[Stored items]
________________
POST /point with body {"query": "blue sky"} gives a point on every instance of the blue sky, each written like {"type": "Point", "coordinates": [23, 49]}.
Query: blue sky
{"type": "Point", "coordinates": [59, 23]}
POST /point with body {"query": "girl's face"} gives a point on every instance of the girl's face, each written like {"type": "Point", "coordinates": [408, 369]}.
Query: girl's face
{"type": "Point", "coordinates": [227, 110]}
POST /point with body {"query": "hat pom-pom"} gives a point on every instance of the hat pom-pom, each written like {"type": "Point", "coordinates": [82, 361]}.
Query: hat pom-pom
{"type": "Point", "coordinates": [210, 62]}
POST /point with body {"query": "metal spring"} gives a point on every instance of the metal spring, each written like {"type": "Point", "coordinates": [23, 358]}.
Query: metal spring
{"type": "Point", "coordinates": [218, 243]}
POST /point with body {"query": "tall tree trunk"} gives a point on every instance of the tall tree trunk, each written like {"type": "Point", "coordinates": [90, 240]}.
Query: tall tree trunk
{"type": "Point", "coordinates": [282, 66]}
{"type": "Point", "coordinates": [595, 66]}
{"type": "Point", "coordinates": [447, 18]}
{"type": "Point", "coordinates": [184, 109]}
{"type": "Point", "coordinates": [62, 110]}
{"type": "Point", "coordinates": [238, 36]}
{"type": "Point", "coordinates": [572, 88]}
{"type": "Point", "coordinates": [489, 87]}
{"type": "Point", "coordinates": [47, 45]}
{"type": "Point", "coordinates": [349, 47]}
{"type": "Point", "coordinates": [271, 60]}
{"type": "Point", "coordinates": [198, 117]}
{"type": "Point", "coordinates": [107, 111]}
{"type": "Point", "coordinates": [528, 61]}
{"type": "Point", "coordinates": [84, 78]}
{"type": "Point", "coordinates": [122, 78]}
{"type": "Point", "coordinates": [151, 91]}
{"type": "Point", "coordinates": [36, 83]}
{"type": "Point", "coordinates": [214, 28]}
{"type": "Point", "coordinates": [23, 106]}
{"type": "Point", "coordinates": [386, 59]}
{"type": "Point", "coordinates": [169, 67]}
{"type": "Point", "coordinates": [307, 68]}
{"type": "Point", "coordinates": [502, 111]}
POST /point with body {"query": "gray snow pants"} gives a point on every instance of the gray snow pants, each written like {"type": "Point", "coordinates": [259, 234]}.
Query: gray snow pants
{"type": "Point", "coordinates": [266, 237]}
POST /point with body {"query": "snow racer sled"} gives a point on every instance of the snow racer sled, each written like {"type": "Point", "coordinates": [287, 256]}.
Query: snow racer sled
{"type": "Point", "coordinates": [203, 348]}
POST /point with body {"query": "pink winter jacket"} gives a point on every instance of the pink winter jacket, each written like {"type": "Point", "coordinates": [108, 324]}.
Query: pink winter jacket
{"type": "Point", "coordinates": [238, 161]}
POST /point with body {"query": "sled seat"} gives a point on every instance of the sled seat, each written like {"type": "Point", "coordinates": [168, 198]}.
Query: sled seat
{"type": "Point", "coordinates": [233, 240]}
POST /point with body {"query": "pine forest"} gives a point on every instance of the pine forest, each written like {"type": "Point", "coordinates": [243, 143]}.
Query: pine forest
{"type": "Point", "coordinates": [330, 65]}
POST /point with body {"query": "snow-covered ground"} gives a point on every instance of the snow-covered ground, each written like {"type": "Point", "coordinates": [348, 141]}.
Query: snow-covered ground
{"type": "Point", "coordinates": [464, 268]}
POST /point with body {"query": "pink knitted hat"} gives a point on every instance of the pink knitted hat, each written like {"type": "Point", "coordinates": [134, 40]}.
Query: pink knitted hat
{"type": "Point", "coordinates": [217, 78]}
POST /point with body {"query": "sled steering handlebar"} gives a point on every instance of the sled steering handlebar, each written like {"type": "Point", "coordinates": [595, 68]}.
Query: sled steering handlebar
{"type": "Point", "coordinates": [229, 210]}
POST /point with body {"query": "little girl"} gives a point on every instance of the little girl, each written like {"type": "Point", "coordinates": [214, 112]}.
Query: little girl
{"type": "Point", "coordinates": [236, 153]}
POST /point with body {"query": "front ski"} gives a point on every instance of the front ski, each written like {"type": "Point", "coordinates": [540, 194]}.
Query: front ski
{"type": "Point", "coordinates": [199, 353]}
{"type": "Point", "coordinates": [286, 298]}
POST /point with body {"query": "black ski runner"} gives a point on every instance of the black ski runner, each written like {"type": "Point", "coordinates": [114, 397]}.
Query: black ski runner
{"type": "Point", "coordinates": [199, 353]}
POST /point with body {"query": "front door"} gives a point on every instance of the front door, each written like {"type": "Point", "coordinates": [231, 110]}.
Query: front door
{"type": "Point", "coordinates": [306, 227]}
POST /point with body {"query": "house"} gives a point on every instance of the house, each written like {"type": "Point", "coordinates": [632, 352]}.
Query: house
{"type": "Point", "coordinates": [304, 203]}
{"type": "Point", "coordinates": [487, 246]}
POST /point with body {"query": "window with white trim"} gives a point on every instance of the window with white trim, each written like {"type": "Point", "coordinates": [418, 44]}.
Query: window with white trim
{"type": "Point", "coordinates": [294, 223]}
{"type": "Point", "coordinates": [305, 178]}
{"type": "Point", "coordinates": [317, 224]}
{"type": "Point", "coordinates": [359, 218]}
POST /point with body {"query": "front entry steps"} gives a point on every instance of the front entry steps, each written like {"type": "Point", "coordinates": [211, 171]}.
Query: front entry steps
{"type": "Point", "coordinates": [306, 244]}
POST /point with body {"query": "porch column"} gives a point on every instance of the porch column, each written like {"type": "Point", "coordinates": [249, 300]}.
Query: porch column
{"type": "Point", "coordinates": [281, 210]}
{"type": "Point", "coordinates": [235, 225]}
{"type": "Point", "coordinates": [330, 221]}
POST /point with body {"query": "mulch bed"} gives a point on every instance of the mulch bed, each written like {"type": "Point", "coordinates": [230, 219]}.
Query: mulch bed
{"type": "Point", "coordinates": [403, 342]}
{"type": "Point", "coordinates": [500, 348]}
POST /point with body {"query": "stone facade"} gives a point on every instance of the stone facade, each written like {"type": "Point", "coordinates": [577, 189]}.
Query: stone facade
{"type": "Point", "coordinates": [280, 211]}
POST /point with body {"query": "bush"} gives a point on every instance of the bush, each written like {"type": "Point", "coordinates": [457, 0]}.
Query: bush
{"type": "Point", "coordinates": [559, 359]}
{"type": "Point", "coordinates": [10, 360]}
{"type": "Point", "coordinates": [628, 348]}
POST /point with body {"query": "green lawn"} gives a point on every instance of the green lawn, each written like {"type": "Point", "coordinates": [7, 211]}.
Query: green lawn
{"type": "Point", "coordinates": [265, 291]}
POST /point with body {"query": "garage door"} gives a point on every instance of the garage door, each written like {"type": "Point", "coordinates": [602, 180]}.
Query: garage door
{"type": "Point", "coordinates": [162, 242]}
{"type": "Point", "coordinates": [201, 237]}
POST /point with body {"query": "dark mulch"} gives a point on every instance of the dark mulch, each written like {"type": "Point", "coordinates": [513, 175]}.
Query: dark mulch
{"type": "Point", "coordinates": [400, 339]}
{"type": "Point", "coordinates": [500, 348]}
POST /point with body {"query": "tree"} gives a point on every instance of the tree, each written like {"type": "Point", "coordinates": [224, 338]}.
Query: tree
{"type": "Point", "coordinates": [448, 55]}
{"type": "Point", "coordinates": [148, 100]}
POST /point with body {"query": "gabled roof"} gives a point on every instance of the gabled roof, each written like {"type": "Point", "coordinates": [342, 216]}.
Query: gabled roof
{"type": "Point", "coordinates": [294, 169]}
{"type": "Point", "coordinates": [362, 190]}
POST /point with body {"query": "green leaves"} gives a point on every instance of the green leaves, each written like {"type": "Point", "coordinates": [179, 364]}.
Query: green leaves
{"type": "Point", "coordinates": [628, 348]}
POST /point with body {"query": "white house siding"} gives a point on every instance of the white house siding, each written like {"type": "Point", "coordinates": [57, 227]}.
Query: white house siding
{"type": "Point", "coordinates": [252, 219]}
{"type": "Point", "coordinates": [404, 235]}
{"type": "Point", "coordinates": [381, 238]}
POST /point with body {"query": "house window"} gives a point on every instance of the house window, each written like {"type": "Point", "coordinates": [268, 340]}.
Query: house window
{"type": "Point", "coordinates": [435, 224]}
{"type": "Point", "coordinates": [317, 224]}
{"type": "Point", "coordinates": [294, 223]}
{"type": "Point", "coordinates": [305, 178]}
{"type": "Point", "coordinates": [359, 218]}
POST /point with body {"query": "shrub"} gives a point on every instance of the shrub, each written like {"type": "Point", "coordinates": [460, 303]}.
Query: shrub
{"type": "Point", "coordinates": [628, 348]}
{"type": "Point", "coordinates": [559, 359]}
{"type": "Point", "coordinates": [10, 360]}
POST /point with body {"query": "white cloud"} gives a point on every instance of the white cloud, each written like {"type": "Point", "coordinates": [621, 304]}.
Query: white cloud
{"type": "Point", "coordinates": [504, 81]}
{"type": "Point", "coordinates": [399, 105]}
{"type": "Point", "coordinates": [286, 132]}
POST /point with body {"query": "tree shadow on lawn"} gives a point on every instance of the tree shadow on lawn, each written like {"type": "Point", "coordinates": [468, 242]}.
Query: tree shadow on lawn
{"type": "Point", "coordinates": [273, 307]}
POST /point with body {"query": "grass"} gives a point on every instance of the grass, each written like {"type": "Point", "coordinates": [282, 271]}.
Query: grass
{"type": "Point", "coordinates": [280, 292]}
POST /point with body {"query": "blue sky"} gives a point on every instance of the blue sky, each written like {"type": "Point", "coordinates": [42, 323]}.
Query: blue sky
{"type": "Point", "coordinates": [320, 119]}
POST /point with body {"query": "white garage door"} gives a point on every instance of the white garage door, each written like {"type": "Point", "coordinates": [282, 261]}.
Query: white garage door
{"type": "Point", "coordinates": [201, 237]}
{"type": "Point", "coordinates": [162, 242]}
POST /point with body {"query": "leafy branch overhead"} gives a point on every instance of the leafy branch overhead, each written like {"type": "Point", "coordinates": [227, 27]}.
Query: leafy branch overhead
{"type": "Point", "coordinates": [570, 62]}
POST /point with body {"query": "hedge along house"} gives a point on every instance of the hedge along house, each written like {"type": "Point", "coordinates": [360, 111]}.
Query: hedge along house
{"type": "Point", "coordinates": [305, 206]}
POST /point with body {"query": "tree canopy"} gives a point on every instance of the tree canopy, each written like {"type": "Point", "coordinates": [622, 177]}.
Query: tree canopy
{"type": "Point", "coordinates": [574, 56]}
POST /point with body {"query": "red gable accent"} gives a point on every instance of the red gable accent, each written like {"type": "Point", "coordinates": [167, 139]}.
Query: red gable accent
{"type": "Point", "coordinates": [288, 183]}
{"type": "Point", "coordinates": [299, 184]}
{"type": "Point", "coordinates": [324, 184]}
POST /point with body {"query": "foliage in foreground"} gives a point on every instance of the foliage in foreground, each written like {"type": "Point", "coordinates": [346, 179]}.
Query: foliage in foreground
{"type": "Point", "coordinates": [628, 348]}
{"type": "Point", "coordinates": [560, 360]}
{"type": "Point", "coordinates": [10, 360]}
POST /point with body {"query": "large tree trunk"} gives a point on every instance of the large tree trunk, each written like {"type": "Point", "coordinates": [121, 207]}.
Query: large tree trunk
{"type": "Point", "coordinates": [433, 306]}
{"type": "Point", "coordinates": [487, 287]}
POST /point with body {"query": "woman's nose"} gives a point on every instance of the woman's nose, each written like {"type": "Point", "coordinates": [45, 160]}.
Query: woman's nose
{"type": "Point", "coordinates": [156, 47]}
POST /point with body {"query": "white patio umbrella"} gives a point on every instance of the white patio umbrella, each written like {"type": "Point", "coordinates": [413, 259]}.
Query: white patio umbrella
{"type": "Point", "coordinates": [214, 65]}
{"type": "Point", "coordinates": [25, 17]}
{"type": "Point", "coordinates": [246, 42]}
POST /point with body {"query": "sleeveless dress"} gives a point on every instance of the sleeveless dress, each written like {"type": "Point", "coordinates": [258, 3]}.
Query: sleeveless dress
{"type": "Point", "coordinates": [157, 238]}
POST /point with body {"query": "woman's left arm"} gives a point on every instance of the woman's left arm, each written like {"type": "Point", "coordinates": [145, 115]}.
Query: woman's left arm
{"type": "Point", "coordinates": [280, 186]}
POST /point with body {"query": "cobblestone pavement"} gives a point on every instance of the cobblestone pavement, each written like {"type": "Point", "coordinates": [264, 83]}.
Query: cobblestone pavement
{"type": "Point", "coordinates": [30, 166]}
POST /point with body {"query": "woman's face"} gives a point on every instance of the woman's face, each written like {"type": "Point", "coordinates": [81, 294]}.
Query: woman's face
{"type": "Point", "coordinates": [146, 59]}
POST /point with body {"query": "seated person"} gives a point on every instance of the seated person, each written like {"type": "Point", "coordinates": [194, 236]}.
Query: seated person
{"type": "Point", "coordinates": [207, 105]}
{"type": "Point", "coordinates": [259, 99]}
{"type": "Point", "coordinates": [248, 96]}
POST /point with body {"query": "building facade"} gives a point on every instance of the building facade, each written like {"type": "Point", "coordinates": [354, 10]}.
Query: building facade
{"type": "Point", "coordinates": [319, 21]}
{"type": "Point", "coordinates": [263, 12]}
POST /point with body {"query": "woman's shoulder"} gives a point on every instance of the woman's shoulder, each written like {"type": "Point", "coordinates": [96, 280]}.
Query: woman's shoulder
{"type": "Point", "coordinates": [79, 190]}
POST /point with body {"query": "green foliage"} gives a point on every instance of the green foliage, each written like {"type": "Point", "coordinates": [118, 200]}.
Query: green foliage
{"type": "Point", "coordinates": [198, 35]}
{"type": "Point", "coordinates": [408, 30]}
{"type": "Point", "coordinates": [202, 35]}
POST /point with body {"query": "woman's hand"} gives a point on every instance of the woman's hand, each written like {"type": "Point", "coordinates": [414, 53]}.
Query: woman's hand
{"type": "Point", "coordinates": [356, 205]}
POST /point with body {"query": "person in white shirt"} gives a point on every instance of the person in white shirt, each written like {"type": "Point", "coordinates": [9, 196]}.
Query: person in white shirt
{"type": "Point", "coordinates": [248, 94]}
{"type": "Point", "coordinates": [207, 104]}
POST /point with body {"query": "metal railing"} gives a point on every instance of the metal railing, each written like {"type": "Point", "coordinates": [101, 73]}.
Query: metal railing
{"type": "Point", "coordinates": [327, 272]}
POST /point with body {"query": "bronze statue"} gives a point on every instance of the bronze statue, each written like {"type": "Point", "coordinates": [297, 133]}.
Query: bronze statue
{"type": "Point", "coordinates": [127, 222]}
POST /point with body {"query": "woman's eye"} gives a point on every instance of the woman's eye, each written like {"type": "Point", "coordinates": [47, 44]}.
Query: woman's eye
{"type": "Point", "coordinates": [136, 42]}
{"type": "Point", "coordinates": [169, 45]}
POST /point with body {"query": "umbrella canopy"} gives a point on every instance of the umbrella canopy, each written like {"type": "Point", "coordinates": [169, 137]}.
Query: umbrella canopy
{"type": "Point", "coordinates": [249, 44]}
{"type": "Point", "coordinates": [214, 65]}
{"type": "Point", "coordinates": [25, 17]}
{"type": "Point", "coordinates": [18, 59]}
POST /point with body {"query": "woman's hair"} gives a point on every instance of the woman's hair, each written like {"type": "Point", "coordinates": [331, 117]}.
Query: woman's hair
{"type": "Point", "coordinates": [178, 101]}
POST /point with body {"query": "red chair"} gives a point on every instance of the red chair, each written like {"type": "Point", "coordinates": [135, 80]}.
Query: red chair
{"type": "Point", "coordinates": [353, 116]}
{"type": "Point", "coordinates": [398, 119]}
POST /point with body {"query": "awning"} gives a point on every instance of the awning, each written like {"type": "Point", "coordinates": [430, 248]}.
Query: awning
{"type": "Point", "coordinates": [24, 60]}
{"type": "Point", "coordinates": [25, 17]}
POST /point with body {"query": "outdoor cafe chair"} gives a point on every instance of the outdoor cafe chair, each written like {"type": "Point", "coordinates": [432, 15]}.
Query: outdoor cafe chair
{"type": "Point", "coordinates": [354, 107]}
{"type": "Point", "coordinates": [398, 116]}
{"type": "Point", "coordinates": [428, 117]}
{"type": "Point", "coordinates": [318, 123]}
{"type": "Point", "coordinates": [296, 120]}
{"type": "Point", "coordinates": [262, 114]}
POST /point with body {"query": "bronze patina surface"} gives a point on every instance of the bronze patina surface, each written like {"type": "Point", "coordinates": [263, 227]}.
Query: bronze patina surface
________________
-- The exercise --
Turn every line from the one containing "red chair, each" through the last line of the items, both ends included, into a numbered list, skipping any blank lines.

-- Full solution --
1. POST /point with body {"query": "red chair"} gives a point on every instance of the red chair, each written like {"type": "Point", "coordinates": [135, 80]}.
2. Query: red chair
3. {"type": "Point", "coordinates": [353, 116]}
4. {"type": "Point", "coordinates": [398, 119]}
5. POST /point with body {"query": "awning"} gives a point on every instance of the awning, each written like {"type": "Point", "coordinates": [430, 248]}.
6. Query: awning
7. {"type": "Point", "coordinates": [24, 60]}
8. {"type": "Point", "coordinates": [25, 17]}
9. POST /point with body {"query": "outdoor cafe chair"} gives a point on every instance of the outdoor cafe chair, each written like {"type": "Point", "coordinates": [432, 15]}.
10. Query: outdoor cafe chair
11. {"type": "Point", "coordinates": [354, 107]}
12. {"type": "Point", "coordinates": [398, 116]}
13. {"type": "Point", "coordinates": [428, 117]}
14. {"type": "Point", "coordinates": [318, 123]}
15. {"type": "Point", "coordinates": [296, 120]}
16. {"type": "Point", "coordinates": [262, 114]}
17. POST /point with body {"query": "bronze patina surface"} gives a point on every instance of the bronze patina surface, each written like {"type": "Point", "coordinates": [263, 227]}.
18. Query: bronze patina surface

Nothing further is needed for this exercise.